--- begin DATA LISTING ---

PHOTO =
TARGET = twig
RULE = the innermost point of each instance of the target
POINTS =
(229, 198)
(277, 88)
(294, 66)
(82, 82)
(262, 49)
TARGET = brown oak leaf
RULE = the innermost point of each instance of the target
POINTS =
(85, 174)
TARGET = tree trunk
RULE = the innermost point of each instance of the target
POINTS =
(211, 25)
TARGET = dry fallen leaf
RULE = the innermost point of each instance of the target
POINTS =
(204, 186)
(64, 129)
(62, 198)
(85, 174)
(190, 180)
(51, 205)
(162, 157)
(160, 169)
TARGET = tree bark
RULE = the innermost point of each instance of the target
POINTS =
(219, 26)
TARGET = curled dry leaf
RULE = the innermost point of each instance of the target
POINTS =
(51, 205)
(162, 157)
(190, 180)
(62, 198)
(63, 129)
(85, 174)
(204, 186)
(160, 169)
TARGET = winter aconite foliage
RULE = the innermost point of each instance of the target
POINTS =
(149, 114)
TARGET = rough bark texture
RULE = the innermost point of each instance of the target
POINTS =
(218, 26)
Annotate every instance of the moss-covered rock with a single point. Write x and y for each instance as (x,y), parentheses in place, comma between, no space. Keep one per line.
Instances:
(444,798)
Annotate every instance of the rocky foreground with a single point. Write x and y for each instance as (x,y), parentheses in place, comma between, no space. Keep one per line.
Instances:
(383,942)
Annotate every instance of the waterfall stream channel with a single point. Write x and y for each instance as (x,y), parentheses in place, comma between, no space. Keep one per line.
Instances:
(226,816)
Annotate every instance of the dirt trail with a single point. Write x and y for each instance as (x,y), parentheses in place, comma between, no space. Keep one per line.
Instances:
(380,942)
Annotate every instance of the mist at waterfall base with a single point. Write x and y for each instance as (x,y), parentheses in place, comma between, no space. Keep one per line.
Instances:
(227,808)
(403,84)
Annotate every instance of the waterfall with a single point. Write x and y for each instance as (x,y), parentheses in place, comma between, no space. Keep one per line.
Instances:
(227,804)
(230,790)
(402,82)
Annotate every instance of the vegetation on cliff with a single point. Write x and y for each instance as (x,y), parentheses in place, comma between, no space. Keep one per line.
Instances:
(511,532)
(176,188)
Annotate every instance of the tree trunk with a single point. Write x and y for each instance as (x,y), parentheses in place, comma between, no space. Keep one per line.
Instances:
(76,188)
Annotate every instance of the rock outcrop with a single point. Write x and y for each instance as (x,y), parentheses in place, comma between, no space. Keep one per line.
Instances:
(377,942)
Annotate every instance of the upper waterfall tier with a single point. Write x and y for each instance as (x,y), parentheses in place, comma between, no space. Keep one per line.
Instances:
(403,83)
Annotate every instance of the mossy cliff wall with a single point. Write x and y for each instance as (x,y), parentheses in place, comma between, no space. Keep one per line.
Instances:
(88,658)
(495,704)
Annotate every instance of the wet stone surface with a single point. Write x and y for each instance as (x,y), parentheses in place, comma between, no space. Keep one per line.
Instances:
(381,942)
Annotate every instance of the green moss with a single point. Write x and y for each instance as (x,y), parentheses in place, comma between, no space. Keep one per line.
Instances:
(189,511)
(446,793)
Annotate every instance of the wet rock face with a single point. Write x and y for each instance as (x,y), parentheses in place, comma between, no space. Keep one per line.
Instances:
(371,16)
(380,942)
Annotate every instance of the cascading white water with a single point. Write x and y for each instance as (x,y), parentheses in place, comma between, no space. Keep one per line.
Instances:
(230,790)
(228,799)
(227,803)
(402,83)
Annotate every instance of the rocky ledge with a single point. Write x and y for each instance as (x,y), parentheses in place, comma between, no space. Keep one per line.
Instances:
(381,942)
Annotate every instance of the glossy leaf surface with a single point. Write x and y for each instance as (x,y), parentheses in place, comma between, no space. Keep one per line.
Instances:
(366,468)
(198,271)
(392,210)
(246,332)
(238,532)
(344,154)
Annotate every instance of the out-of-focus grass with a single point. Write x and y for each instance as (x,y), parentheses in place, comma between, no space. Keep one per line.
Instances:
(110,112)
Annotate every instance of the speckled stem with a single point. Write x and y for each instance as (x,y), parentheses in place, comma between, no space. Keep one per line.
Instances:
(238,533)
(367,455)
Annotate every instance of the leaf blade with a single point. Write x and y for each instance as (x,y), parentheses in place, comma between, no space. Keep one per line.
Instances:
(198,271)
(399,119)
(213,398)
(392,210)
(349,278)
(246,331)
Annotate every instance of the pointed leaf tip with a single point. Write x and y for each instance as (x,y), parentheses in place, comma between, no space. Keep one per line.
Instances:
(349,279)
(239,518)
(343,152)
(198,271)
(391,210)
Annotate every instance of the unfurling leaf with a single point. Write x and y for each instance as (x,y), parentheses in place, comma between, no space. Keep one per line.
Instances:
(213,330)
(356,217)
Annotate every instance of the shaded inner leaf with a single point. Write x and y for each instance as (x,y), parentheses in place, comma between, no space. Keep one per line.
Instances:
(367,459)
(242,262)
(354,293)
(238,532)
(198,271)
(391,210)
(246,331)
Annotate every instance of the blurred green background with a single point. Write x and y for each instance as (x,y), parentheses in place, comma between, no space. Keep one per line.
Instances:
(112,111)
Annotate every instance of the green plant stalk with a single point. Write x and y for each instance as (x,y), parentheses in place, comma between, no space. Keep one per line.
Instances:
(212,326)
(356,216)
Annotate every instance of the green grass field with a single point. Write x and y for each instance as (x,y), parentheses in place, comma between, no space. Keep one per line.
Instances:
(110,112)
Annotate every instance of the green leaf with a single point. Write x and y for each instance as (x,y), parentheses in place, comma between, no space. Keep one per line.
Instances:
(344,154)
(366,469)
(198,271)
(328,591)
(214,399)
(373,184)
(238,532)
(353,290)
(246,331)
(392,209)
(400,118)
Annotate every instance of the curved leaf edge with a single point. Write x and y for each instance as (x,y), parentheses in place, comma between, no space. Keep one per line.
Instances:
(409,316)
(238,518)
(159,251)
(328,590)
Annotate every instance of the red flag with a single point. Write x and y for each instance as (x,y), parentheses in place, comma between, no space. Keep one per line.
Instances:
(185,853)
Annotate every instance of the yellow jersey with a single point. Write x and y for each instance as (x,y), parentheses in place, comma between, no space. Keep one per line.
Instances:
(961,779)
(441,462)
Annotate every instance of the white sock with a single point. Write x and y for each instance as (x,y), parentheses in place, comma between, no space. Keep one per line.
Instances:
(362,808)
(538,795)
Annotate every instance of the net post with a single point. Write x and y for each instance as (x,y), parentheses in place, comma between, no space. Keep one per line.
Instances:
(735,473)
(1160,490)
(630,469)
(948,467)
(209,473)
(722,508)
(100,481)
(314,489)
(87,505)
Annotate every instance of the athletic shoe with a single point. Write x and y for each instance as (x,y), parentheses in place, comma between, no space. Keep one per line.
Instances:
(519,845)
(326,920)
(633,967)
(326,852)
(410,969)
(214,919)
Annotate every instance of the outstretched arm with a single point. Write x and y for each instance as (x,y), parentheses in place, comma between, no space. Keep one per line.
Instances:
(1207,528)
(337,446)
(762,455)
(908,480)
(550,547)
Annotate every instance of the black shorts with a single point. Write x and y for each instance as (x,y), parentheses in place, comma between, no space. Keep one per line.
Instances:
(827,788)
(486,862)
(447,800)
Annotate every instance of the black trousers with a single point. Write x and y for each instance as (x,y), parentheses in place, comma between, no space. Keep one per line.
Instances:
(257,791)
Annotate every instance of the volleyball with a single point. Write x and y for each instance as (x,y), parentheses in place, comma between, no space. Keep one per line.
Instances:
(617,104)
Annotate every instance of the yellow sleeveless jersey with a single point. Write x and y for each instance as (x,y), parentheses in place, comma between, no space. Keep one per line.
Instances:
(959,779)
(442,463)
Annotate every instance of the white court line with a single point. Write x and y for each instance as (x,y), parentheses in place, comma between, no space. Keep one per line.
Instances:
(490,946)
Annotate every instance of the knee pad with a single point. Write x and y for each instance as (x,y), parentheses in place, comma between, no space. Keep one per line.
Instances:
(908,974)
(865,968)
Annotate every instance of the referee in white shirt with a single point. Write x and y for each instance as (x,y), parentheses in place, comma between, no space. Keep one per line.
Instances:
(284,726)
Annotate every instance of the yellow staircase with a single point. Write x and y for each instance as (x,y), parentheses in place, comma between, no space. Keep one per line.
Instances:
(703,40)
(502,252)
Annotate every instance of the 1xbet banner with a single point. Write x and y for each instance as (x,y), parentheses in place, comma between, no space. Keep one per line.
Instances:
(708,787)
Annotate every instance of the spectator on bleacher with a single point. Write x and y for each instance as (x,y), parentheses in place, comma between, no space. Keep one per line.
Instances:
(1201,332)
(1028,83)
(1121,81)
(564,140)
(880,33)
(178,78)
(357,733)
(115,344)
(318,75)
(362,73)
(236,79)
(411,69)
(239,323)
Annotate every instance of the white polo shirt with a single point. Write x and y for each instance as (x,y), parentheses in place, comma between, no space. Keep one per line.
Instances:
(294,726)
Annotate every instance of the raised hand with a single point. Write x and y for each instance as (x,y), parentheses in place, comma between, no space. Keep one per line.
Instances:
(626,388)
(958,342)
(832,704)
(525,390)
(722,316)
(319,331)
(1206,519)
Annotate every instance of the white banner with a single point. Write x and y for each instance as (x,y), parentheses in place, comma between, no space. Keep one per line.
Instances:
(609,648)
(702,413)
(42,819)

--- end DATA LISTING ---

Add 96 to each x and y coordinate in the answers of the part of the entries that opens with the line containing "Annotate every instance of the 1xbet" and closes at the end of the entries. Write out that entire part, including both its first and last lines, with every other line left unchanged.

Annotate every instance of the 1xbet banner with a single point. Write x and y for each instance as (x,y), parentheses in place, comma between, no space. Keep one per line.
Instances:
(804,883)
Annotate every instance of the spectator on bleacher with a single point. Write x and y for each instance as (x,y), parentheses in place, comma between, no space. Keep one per line.
Instances:
(1297,428)
(1124,179)
(1217,177)
(660,236)
(976,129)
(274,174)
(453,829)
(211,440)
(414,171)
(458,169)
(332,175)
(507,165)
(335,419)
Annotate every instance of the white polo shirt with a single point. Write x and y for each instance as (x,y), parentheses in place, comma between, no space. Keep one per line.
Instances:
(390,822)
Annotate every instance of the raised hand with a single point. Write x and y for each instance as (x,y), parentheses in place, comma between, no space. Keep one per line.
Instances:
(722,484)
(1054,438)
(928,800)
(621,486)
(818,412)
(415,427)
(1302,615)
Annotate every instance of the white banner with a single point. Write x and y for each instance as (x,y), parentheses in place, comma between, no space. Keep one per line.
Instances:
(705,744)
(798,509)
(138,915)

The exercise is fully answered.